> [Exercise details]: Write down each entry again, exactly as it reads.
___ Given records ___
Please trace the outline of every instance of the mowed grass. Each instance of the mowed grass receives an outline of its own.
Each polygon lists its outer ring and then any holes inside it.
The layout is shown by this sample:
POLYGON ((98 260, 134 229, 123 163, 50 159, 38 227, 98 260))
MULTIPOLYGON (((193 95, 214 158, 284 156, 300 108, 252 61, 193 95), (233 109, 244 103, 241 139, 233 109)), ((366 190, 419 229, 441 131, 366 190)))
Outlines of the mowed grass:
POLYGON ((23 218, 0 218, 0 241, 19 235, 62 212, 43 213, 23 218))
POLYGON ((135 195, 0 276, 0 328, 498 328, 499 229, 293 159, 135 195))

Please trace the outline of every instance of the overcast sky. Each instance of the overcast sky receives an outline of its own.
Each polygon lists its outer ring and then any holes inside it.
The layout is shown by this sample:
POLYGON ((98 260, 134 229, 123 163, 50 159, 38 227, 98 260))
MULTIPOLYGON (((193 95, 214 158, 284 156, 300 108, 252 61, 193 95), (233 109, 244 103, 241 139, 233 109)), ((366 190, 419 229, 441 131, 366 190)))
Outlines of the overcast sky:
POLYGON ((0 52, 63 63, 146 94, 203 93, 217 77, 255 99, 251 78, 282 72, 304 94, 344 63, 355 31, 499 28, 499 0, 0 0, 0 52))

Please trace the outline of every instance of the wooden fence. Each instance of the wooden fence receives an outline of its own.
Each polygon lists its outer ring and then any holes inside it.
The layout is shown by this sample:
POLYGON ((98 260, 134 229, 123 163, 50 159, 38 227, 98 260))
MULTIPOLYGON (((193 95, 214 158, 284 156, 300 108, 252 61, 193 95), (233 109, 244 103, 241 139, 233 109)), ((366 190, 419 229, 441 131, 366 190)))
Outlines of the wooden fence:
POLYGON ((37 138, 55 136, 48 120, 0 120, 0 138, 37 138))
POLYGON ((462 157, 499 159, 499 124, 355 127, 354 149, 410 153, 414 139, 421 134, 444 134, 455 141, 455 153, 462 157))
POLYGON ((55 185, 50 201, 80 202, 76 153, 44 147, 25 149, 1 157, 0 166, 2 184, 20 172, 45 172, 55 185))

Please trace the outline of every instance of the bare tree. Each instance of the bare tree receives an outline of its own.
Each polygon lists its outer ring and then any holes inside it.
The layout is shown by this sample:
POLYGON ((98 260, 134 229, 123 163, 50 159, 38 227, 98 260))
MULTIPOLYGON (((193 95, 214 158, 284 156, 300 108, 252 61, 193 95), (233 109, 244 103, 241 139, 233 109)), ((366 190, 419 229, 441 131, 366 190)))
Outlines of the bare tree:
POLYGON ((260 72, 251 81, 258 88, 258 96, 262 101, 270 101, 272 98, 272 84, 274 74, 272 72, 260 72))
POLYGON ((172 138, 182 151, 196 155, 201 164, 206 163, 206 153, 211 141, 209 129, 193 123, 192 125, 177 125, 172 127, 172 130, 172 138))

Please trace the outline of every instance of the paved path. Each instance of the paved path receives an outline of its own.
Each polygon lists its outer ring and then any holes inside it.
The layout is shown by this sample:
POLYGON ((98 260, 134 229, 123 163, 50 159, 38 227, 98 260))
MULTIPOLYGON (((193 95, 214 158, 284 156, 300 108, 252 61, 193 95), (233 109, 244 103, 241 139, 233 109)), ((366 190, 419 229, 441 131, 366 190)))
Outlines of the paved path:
___
> [Reply to the task]:
Please trace the outline of every instance of the mowed grass. Each instance of the mowed grass receives an outline of its own.
Each polygon lists its outer ring and then any holes inside it.
The layout is shown by this sample:
POLYGON ((98 260, 134 229, 123 163, 50 159, 38 227, 98 260))
MULTIPOLYGON (((193 95, 214 158, 284 156, 300 108, 252 61, 193 95), (233 109, 244 103, 241 139, 233 109)), ((366 190, 419 229, 441 131, 366 190)))
Outlines of the mowed grass:
POLYGON ((23 218, 0 218, 0 241, 19 235, 62 212, 43 213, 23 218))
POLYGON ((135 195, 0 276, 0 328, 498 328, 499 229, 293 159, 135 195))

Please trace the outline of every instance of the overcast sky. Each instance of the overcast sky receives an outline of its own.
Each polygon lists its outer ring and then any holes inside it.
The layout is shown by this sample:
POLYGON ((98 260, 134 229, 123 163, 50 159, 38 227, 98 260))
MULTIPOLYGON (((193 95, 214 158, 284 156, 300 108, 252 61, 193 95), (233 109, 244 103, 241 139, 233 109)), ((366 190, 419 229, 441 131, 366 190)))
Outlines of the overcast sky:
POLYGON ((0 52, 63 63, 146 94, 203 93, 217 77, 255 99, 251 78, 282 72, 304 94, 344 63, 355 31, 499 28, 499 0, 0 0, 0 52))

Please trace the outline of every instance of the wooden fence. Each instance of the wooden fence receives an outline of its own.
Each polygon lists its outer ring and then any holes inside it.
The layout is shown by this sample:
POLYGON ((98 260, 134 229, 123 163, 50 159, 38 227, 98 260))
MULTIPOLYGON (((193 95, 214 158, 284 156, 300 108, 252 61, 193 95), (233 109, 244 103, 241 139, 233 109)), ((366 190, 419 229, 441 131, 366 190)))
Outlines of the wooden fence:
POLYGON ((37 138, 55 136, 48 120, 0 120, 0 138, 37 138))
POLYGON ((462 157, 499 159, 499 124, 355 127, 354 149, 410 153, 414 139, 421 134, 444 134, 455 141, 455 153, 462 157))
POLYGON ((55 185, 50 201, 80 202, 76 153, 44 147, 25 149, 1 157, 0 166, 2 184, 20 172, 45 172, 55 185))

Please trace the outline of every instance of the bare tree. Each instance of the bare tree receives an outline of its own.
Each polygon lists its outer ring and then any holes inside it.
The layout is shown by this sample:
POLYGON ((98 260, 134 229, 123 163, 50 159, 38 227, 98 260))
MULTIPOLYGON (((193 95, 214 158, 284 156, 300 108, 252 61, 193 95), (233 109, 244 103, 241 139, 233 109)), ((366 190, 419 229, 441 131, 366 190)))
Outlines of the bare tree:
POLYGON ((260 72, 251 81, 258 88, 258 96, 262 101, 270 101, 272 98, 272 84, 274 74, 272 72, 260 72))
POLYGON ((172 138, 182 151, 196 155, 201 164, 206 163, 206 153, 211 141, 209 129, 193 123, 192 125, 177 125, 172 127, 172 130, 172 138))

Please trace the outline of every instance of the paved path. Each instance of the paved path receives an outline of its own.
Each polygon lists its outer ring and then any holes inside it.
The layout is shown by this sample:
POLYGON ((98 260, 134 229, 123 163, 50 159, 38 227, 98 260))
MULTIPOLYGON (((193 95, 214 158, 284 156, 300 108, 252 61, 193 95), (233 109, 244 103, 241 139, 233 109)), ((366 190, 419 229, 441 131, 366 190)))
Outlines of the paved path:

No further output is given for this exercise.